### Yang Perlu Dikerjakan
[1] Tentukan apakah tiap pernyataan berikut sesuai dengan teks tentang Mulkan: (a) Gaza diblokade oleh otoritas Israel dan Mesir; (b) dari Sumatera Utara ada sepuluh orang yang mendaftar; (c) Mulkan sudah pernah menjadi relawan sebelumnya. Jawab ya atau tidak, lalu kutip kata-kata teks yang menentukan jawabannya.
[2] Menurut teks tentang Mulkan, berapa usia anak tertuanya?
[3] Tulis ulang bagian teks tentang Mulkan, mulai dari "Gaza adalah wilayah" dan terus sampai "pun batal berangkat.", dengan menukar "relawan" menjadi "sukarelawan".

Gaza adalah wilayah Palestina yang  rawan perang, diblokade rapat oleh otoritas Israel dan Mesir. Dalam kondisi rakyat yang terpenjara di daerahnya, Gaza sudah mengalami dua serangan brutal Israel dari darat, udara dan air pada tahun 2008/2009 dan 2012.

Di wilayah ini para relawan MER-C akan bekerja membangun proyek Rumah Sakit (RS) Indonesia, proyek dari rakyat Indonesia untuk rakyat Palestina.

Saat mendengar pengumuman peluang ke Gaza sebagai relawan, Mulkan mengaku ada keinginan.

“Tapi saat itu saya tidak mendaftar, karena salah satu syaratnya harus bermodalkan Bahasa Arab,” katanya.

Dari Sumatera Utara akhirnya ada yang mendaftar sembilan orang, namun di tengah perjalanan, ketika diminta mengurus paspor dan sebagainya, mereka tidak menyanggupi, entah apa alasannya. Maka mereka pun batal berangkat.

Suatu hari, Wali Imam Jamaah Muslimin (Hizbullah) untuk Wilayah Medan berkata kepada Mulkan, “Bagaimana ini, dari sini tidak ada yang berangkat?”

Tanpa pikir panjang lagi, Mulkan menjawab, “Ya sudah, saya saja.”

Namun setelah itu, Mulkan mengaku dirinya bingung sendiri. Saat itu memang ada rasa khawatir juga, karena Gaza adalah daerah konflik.

Namun isteri Mulkan berkata, “Ya sudahlah, serahkan saja semuanya kepada Allah.”

Sejak itulah Mulkan memupuk keberanian dan bersandar hanya kepada Allah.

Anak tertua yang berusia 13 tahun, sempat mempertanyakan tentang sekolah mereka dan makan bagi keluarga yang nanti ditinggal.

“Tidak usah khawatir, kita kan punya Allah,” kata Mulkan menenangkan anaknya.

Mulkan yang sebelumnya tidak pernah menjadi relawan itu, memberikan surat pengunduran dirinya ke perusahaan melalui teman setelah berangkat ke Gaza. Hal itu dia lakukan karena khawatir pengunduran dirinya ditolak.

 Masuk Gaza

Getar-getar rasa khawatir masih bercokol di hati Mulkan ketika gerbang Rafah, gerbang perbatasan Gaza dengan Mesir, sudah di depan mata.

### Data Tersimpan
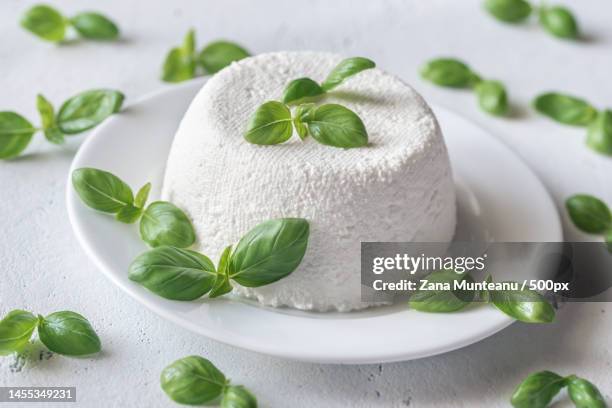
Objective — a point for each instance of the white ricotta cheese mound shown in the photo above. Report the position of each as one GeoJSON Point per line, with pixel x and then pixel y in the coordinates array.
{"type": "Point", "coordinates": [399, 188]}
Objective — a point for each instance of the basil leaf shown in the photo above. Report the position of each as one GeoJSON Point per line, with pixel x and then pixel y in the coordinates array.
{"type": "Point", "coordinates": [174, 273]}
{"type": "Point", "coordinates": [525, 305]}
{"type": "Point", "coordinates": [589, 213]}
{"type": "Point", "coordinates": [95, 26]}
{"type": "Point", "coordinates": [219, 54]}
{"type": "Point", "coordinates": [559, 21]}
{"type": "Point", "coordinates": [15, 134]}
{"type": "Point", "coordinates": [193, 380]}
{"type": "Point", "coordinates": [68, 333]}
{"type": "Point", "coordinates": [101, 190]}
{"type": "Point", "coordinates": [163, 223]}
{"type": "Point", "coordinates": [584, 394]}
{"type": "Point", "coordinates": [47, 117]}
{"type": "Point", "coordinates": [88, 109]}
{"type": "Point", "coordinates": [492, 97]}
{"type": "Point", "coordinates": [510, 11]}
{"type": "Point", "coordinates": [270, 251]}
{"type": "Point", "coordinates": [442, 301]}
{"type": "Point", "coordinates": [270, 124]}
{"type": "Point", "coordinates": [301, 88]}
{"type": "Point", "coordinates": [565, 109]}
{"type": "Point", "coordinates": [345, 69]}
{"type": "Point", "coordinates": [236, 396]}
{"type": "Point", "coordinates": [599, 136]}
{"type": "Point", "coordinates": [45, 22]}
{"type": "Point", "coordinates": [15, 330]}
{"type": "Point", "coordinates": [335, 125]}
{"type": "Point", "coordinates": [537, 390]}
{"type": "Point", "coordinates": [180, 64]}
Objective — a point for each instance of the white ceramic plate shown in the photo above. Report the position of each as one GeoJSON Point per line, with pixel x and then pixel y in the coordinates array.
{"type": "Point", "coordinates": [499, 198]}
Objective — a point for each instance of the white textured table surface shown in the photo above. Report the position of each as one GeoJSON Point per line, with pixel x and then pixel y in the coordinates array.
{"type": "Point", "coordinates": [43, 269]}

### Jawaban di Bawah
[1]
(a) Ya: "diblokade rapat oleh otoritas Israel dan Mesir"
(b) Tidak: "ada yang mendaftar sembilan orang"
(c) Tidak: "Mulkan yang sebelumnya tidak pernah menjadi relawan itu"

[2] 13 tahun.

[3]
Gaza adalah wilayah Palestina yang  rawan perang, diblokade rapat oleh otoritas Israel dan Mesir. Dalam kondisi rakyat yang terpenjara di daerahnya, Gaza sudah mengalami dua serangan brutal Israel dari darat, udara dan air pada tahun 2008/2009 dan 2012.

Di wilayah ini para sukarelawan MER-C akan bekerja membangun proyek Rumah Sakit (RS) Indonesia, proyek dari rakyat Indonesia untuk rakyat Palestina.

Saat mendengar pengumuman peluang ke Gaza sebagai sukarelawan, Mulkan mengaku ada keinginan.

“Tapi saat itu saya tidak mendaftar, karena salah satu syaratnya harus bermodalkan Bahasa Arab,” katanya.

Dari Sumatera Utara akhirnya ada yang mendaftar sembilan orang, namun di tengah perjalanan, ketika diminta mengurus paspor dan sebagainya, mereka tidak menyanggupi, entah apa alasannya. Maka mereka pun batal berangkat.